▶ [Activity] Retype word for word the lines of the data below, from the first to the one bearing "598L989 576L969 589H944L941", with that one included.
* * * *
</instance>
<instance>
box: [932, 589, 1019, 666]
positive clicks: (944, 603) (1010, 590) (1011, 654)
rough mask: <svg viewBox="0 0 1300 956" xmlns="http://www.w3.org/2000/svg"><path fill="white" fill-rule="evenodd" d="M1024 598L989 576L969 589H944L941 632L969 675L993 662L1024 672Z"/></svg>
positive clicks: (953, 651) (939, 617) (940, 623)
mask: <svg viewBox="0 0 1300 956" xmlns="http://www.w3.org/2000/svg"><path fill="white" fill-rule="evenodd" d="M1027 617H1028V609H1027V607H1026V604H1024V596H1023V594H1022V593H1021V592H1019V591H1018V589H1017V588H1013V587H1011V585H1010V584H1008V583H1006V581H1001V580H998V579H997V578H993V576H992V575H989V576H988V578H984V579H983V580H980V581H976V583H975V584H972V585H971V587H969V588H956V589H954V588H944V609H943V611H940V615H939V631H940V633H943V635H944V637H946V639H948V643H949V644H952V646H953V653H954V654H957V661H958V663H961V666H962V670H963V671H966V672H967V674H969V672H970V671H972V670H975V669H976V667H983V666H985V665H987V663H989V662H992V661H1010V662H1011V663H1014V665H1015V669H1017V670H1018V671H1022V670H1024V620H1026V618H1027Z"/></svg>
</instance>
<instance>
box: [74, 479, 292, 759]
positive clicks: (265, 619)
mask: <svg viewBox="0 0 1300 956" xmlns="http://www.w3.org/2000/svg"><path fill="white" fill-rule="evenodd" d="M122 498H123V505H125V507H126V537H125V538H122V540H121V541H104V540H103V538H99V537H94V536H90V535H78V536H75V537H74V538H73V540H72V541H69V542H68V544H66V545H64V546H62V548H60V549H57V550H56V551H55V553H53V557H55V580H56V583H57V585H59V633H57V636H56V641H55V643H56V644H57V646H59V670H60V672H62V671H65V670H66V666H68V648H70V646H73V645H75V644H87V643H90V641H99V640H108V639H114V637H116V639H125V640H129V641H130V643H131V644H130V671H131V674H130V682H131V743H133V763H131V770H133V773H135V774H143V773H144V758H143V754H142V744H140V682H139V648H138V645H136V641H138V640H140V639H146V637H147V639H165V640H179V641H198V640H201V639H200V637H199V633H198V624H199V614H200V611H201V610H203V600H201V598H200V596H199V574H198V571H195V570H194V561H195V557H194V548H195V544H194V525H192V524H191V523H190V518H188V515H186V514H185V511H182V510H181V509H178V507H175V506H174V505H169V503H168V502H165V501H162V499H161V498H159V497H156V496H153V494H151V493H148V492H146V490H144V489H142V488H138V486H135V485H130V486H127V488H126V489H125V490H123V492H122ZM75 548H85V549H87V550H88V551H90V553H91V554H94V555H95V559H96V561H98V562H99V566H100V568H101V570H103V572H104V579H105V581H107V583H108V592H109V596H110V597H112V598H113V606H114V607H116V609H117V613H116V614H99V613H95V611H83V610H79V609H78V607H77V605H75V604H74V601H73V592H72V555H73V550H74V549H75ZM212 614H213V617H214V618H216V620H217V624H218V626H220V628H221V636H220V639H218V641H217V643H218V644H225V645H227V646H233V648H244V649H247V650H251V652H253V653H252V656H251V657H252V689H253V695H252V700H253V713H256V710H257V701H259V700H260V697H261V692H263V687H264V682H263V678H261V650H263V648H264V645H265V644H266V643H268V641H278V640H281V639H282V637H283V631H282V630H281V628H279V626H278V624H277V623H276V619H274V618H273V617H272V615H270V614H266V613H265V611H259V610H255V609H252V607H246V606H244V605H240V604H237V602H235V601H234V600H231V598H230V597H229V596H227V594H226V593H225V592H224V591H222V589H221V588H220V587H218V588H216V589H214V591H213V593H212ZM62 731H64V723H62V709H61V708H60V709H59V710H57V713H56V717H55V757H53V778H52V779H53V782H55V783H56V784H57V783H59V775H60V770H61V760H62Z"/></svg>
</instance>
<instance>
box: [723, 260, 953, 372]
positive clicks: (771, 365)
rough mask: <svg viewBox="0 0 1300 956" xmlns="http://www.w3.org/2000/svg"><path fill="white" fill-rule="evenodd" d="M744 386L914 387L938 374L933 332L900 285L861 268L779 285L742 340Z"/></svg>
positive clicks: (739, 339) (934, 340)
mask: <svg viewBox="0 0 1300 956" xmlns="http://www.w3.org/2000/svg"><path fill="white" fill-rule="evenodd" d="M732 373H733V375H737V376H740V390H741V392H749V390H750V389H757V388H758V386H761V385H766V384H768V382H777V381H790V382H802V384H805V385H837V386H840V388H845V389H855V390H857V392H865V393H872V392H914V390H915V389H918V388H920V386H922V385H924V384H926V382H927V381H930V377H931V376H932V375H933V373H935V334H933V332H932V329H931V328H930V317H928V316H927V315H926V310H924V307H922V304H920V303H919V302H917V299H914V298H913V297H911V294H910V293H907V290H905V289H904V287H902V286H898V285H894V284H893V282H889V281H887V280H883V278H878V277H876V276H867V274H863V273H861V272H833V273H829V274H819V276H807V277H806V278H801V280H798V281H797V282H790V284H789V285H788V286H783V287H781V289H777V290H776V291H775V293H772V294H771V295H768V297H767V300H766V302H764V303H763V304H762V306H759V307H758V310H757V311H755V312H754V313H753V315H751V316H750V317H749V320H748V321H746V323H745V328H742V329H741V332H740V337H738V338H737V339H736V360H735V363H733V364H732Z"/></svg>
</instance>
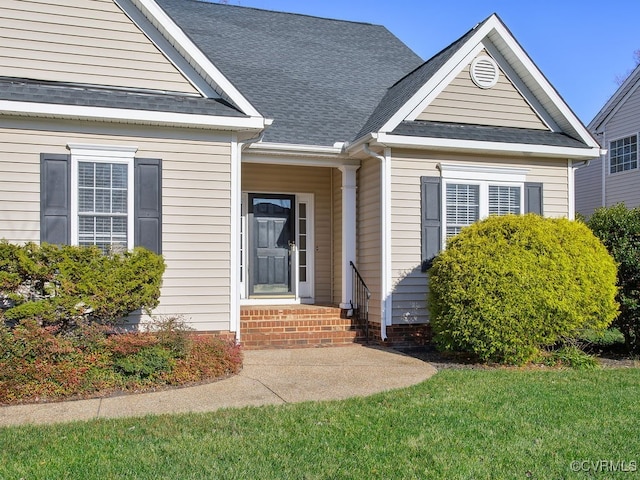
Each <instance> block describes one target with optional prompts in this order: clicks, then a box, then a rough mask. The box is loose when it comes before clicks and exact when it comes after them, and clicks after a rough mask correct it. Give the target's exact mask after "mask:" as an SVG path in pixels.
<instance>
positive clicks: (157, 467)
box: [0, 368, 640, 479]
mask: <svg viewBox="0 0 640 480" xmlns="http://www.w3.org/2000/svg"><path fill="white" fill-rule="evenodd" d="M639 398H640V369H635V368H632V369H603V370H595V371H571V370H560V371H559V370H552V371H551V370H529V371H523V370H512V369H497V370H479V371H476V370H450V371H442V372H440V373H438V374H437V375H436V376H434V377H433V378H432V379H431V380H428V381H426V382H423V383H422V384H419V385H416V386H414V387H410V388H405V389H400V390H395V391H390V392H385V393H382V394H377V395H373V396H371V397H366V398H354V399H349V400H344V401H334V402H306V403H301V404H292V405H285V406H269V407H259V408H242V409H229V410H222V411H218V412H214V413H208V414H188V415H173V416H172V415H163V416H149V417H144V418H130V419H122V420H96V421H90V422H77V423H72V424H62V425H53V426H41V427H34V426H23V427H8V428H2V429H0V478H8V479H10V478H16V479H17V478H25V479H28V478H38V479H45V478H52V479H53V478H66V479H74V478H78V479H80V478H82V479H92V478H96V479H98V478H100V479H103V478H124V477H126V478H153V479H159V478H167V479H169V478H171V479H174V478H181V479H189V478H203V479H205V478H224V479H227V478H230V479H235V478H238V479H246V478H260V479H268V478H278V479H281V478H308V479H313V478H353V479H361V478H369V479H374V478H380V479H382V478H384V479H388V478H398V479H410V478H416V479H417V478H429V479H439V478H442V479H468V478H475V479H482V478H487V479H501V478H505V479H506V478H540V479H547V478H593V477H594V476H595V477H597V478H635V475H639V473H638V472H635V473H634V472H633V471H634V470H637V469H638V468H640V465H638V463H640V436H639V435H638V432H639V431H640V401H639ZM576 470H577V471H576ZM615 470H617V471H615Z"/></svg>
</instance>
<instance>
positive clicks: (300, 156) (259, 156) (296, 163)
mask: <svg viewBox="0 0 640 480" xmlns="http://www.w3.org/2000/svg"><path fill="white" fill-rule="evenodd" d="M242 163H261V164H265V165H290V166H299V167H333V168H339V167H343V166H345V165H351V166H355V167H358V166H360V160H356V159H352V158H345V157H338V156H335V157H322V156H316V157H311V156H304V157H303V156H299V155H298V156H278V155H266V154H264V153H255V152H248V151H245V152H244V153H243V154H242Z"/></svg>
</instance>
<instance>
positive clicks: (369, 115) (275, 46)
mask: <svg viewBox="0 0 640 480" xmlns="http://www.w3.org/2000/svg"><path fill="white" fill-rule="evenodd" d="M158 4H159V5H160V6H161V7H162V8H163V9H164V10H165V11H166V12H167V14H168V15H169V16H170V17H171V18H172V19H173V20H174V21H175V22H176V23H177V24H178V26H179V27H180V28H181V29H182V30H183V31H184V32H185V33H186V34H187V35H188V36H189V37H190V39H191V40H192V41H193V42H194V43H195V44H196V45H197V46H198V48H200V49H201V50H202V51H203V53H204V54H205V55H207V57H208V58H209V59H210V60H211V61H212V63H213V64H214V65H215V66H216V67H217V68H218V69H219V70H220V71H221V72H222V73H223V74H224V75H225V76H226V77H227V78H228V79H229V80H230V81H231V82H232V83H233V84H234V85H235V86H236V87H237V88H238V90H239V91H240V92H241V93H242V94H243V95H244V96H245V97H246V98H247V99H248V100H249V102H251V103H252V104H253V105H254V106H255V107H256V108H257V109H258V111H259V112H260V113H261V114H262V115H264V116H266V117H268V118H273V119H274V123H273V125H272V126H271V127H269V128H268V129H267V130H266V133H265V137H264V141H265V142H275V143H294V144H309V145H332V144H333V143H335V142H341V141H350V140H352V139H353V138H354V137H355V136H356V134H357V133H358V131H359V130H360V129H361V127H362V125H363V124H364V123H365V122H366V120H367V118H368V117H369V116H370V115H371V112H372V111H373V110H374V109H375V108H376V106H377V105H378V103H379V102H380V100H381V99H382V98H383V96H384V95H385V94H386V92H387V89H388V88H389V87H391V86H392V85H393V84H394V83H395V82H396V81H397V80H398V79H399V78H402V77H403V76H404V75H406V74H407V73H408V72H410V71H412V70H413V69H415V68H416V67H417V66H419V65H420V64H421V63H422V59H421V58H420V57H419V56H418V55H416V54H415V53H414V52H412V51H411V50H410V49H409V48H408V47H407V46H406V45H404V44H403V43H402V42H401V41H400V40H399V39H398V38H396V37H395V36H394V35H392V34H391V33H390V32H389V31H388V30H387V29H386V28H385V27H382V26H379V25H371V24H366V23H356V22H348V21H342V20H331V19H325V18H317V17H310V16H306V15H298V14H291V13H281V12H273V11H268V10H258V9H254V8H247V7H237V6H232V5H220V4H216V3H207V2H200V1H195V0H158Z"/></svg>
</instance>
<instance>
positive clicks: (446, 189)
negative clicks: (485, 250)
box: [438, 163, 529, 249]
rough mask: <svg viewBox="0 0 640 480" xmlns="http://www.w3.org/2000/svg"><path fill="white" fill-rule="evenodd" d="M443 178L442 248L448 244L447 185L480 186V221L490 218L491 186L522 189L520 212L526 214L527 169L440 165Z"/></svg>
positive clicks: (479, 197)
mask: <svg viewBox="0 0 640 480" xmlns="http://www.w3.org/2000/svg"><path fill="white" fill-rule="evenodd" d="M438 170H440V173H441V177H442V189H441V196H442V197H441V202H440V204H441V206H440V208H441V211H440V215H441V218H442V228H441V229H440V230H441V245H440V246H441V247H442V249H444V248H446V243H447V185H448V184H465V185H479V187H480V188H479V190H480V191H479V204H480V208H479V219H478V220H482V219H484V218H487V217H488V216H489V185H497V186H505V187H519V188H520V212H521V214H522V213H524V184H525V181H526V179H527V173H529V170H528V169H526V168H512V167H487V166H484V165H458V164H448V163H439V164H438Z"/></svg>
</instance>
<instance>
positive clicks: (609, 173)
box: [605, 132, 640, 176]
mask: <svg viewBox="0 0 640 480" xmlns="http://www.w3.org/2000/svg"><path fill="white" fill-rule="evenodd" d="M634 135H635V136H636V166H635V168H630V169H629V170H620V171H619V172H612V171H611V144H612V143H613V142H617V141H618V140H624V139H625V138H629V137H633V136H634ZM605 145H607V146H608V153H607V162H606V163H607V165H606V167H607V175H614V176H615V175H624V174H625V173H630V172H634V171H637V170H638V169H640V132H632V133H629V134H628V135H623V136H621V137H616V138H614V139H612V140H607V143H606V144H605Z"/></svg>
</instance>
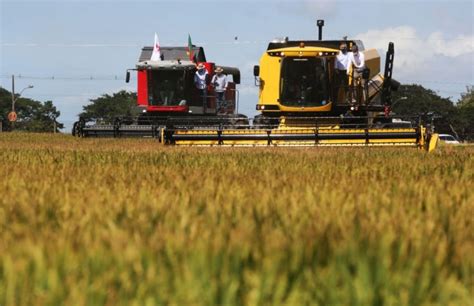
* * * *
▶ [Your response]
</instance>
<instance>
box: [932, 589, 1019, 666]
positive clicks: (944, 603) (1010, 590) (1011, 654)
rough mask: <svg viewBox="0 0 1300 956" xmlns="http://www.w3.org/2000/svg"><path fill="white" fill-rule="evenodd" d="M1024 598L989 576L969 589H944L941 632L969 675L993 662L1024 672Z"/></svg>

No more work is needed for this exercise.